### TASK TO COMPLETE:
Reproduce, exactly and in full, only the lines below from the one containing "[indicate] the person in red" through the one containing "[indicate] the building".

### THE INPUT:

- - - - -

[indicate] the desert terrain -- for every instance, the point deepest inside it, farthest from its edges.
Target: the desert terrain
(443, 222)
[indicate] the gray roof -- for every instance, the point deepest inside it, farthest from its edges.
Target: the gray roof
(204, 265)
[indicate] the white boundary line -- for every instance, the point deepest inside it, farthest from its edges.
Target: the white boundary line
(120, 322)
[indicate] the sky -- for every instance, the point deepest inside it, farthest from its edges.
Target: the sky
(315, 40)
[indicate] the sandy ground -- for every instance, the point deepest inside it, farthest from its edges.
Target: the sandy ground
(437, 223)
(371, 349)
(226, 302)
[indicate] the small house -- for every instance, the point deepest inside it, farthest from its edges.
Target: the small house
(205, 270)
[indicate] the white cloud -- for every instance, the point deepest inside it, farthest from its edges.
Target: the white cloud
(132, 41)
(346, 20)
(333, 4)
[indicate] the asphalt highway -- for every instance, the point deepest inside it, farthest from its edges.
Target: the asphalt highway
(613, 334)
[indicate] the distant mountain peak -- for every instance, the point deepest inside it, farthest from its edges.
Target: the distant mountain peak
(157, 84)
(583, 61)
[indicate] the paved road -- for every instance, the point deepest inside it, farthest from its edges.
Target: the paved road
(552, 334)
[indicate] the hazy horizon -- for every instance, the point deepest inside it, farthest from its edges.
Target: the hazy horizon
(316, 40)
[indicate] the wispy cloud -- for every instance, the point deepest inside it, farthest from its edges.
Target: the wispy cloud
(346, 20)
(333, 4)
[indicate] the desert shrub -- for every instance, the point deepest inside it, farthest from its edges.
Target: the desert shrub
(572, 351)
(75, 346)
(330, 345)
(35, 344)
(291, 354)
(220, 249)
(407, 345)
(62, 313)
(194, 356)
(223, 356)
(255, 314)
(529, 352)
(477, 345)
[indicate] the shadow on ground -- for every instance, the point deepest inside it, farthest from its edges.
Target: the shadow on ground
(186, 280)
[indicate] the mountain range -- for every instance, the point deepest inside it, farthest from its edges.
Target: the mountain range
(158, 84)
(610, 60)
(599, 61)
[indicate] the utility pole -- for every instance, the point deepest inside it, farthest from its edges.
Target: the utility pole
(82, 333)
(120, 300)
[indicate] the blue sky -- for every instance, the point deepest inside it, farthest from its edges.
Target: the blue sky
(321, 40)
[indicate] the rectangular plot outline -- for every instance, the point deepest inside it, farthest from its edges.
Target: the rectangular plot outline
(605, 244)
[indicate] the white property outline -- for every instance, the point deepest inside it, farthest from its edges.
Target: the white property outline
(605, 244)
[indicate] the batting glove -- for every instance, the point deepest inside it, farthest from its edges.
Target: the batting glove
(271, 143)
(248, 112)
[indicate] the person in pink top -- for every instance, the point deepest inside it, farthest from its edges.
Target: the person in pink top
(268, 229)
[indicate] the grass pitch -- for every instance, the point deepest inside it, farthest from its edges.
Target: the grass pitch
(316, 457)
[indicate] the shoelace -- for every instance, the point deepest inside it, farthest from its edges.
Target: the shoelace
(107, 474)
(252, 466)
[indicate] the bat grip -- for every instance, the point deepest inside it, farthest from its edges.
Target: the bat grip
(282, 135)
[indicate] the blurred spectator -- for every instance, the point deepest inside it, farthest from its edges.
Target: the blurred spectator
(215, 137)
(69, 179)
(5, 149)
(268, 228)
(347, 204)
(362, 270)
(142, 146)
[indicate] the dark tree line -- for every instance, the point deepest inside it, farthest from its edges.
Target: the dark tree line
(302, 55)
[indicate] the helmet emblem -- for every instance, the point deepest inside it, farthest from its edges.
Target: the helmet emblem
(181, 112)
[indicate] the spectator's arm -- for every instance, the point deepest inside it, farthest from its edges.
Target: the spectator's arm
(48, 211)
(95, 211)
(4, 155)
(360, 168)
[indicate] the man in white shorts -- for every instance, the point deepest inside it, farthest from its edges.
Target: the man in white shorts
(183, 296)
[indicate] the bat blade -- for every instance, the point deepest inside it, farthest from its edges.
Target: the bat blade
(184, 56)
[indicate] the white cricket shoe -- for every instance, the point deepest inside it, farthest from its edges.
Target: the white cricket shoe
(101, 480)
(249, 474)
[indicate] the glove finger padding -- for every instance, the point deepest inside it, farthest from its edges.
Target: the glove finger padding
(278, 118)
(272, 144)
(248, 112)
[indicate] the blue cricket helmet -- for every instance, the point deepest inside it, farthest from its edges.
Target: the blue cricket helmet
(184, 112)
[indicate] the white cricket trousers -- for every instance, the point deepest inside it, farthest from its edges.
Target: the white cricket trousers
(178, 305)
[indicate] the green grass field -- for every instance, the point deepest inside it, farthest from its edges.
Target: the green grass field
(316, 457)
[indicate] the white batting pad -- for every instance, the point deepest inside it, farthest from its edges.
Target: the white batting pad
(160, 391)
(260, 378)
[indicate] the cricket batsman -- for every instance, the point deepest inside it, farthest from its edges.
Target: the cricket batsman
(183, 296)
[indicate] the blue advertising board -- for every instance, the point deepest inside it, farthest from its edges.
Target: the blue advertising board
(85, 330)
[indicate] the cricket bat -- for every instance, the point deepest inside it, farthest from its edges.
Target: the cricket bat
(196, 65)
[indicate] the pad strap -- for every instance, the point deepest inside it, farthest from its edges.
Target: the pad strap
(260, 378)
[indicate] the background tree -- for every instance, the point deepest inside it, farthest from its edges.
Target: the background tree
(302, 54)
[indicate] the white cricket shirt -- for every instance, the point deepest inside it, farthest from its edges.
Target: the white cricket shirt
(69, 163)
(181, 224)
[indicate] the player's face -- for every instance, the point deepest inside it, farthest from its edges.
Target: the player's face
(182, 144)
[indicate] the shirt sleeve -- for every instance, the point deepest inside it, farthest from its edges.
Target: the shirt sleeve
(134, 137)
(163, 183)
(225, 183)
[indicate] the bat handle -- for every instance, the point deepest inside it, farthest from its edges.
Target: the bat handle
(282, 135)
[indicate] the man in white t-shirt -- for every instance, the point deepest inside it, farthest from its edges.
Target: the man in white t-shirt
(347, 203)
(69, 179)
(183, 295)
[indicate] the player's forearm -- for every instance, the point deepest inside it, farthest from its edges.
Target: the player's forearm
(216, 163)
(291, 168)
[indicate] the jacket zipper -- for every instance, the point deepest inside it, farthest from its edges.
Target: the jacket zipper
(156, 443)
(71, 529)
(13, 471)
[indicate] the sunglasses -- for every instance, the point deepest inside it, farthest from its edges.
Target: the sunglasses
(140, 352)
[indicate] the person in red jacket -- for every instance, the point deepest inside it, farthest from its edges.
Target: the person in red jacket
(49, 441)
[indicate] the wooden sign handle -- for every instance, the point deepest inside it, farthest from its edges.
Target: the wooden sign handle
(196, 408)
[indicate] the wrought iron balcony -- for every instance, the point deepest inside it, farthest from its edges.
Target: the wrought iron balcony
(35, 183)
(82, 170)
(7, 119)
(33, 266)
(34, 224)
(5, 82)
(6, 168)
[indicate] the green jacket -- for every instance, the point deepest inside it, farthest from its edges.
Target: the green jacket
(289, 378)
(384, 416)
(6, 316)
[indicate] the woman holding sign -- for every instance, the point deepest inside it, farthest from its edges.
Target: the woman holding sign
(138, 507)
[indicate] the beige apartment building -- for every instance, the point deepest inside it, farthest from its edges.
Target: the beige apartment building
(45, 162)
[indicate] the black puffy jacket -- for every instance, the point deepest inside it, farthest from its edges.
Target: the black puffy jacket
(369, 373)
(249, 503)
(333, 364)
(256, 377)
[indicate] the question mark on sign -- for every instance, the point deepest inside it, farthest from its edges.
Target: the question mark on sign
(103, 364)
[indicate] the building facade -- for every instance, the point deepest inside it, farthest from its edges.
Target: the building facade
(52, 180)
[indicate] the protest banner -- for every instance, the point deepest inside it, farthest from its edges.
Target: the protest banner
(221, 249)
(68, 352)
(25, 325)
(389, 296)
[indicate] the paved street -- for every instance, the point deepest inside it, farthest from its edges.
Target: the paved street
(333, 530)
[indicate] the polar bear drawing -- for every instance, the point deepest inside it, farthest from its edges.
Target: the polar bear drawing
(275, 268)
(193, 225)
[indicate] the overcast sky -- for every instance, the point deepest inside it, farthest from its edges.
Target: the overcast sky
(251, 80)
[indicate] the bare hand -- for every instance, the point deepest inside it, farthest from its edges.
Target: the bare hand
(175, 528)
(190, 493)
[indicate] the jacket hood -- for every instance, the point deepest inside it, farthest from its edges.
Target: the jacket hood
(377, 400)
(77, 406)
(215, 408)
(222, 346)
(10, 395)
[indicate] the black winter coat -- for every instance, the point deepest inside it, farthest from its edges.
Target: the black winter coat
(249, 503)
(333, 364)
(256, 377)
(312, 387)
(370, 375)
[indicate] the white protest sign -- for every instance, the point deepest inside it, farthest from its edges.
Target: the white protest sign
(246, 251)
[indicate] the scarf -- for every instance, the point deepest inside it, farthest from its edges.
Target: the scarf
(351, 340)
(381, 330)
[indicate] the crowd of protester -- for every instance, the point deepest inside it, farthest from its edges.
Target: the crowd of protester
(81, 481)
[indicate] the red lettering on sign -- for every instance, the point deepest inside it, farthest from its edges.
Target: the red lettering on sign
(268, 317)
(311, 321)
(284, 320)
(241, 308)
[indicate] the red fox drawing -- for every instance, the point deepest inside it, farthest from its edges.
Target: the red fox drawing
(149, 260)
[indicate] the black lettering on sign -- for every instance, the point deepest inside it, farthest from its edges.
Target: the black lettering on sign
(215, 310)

- - - - -

### REPLY:
[indicate] the person in red jacket -- for every instance, the point deepest inside it, farthest from its edges.
Target: the person in red jacket
(49, 441)
[indicate] the wooden sign handle -- for every instance, the point deepest inside it, farthest from its edges.
Target: the wooden sign handle
(196, 408)
[indicate] the wrought iron balcony -- for every instance, the point deepest inside it, farthest from its edges.
Target: the wrought iron balcony
(35, 183)
(82, 170)
(7, 119)
(33, 266)
(34, 224)
(5, 82)
(6, 168)
[indicate] the green jacket -- for every instance, the point deepest inside it, farthest from its edges.
Target: the green jacket
(289, 378)
(384, 416)
(6, 316)
[indicate] the woman holding sign -- for every instance, the point deepest inside it, farthest from its edges.
Target: the woman holding sign
(138, 507)
[indicate] the beige apartment building -- for every instance, the point deepest inside it, farthest from its edges.
Target: the beige apartment building
(45, 162)
[indicate] the black puffy jacket -- for every instance, the point deepest inside it, farthest from its edges.
Target: the black puffy jacket
(369, 373)
(249, 503)
(333, 364)
(256, 377)
[indicate] the question mark on sign -- for every instance, the point deepest inside it, farthest from its edges.
Target: the question mark on sign
(103, 364)
[indicate] the building facade -- for every instance, the point deepest inside it, farthest from its edges.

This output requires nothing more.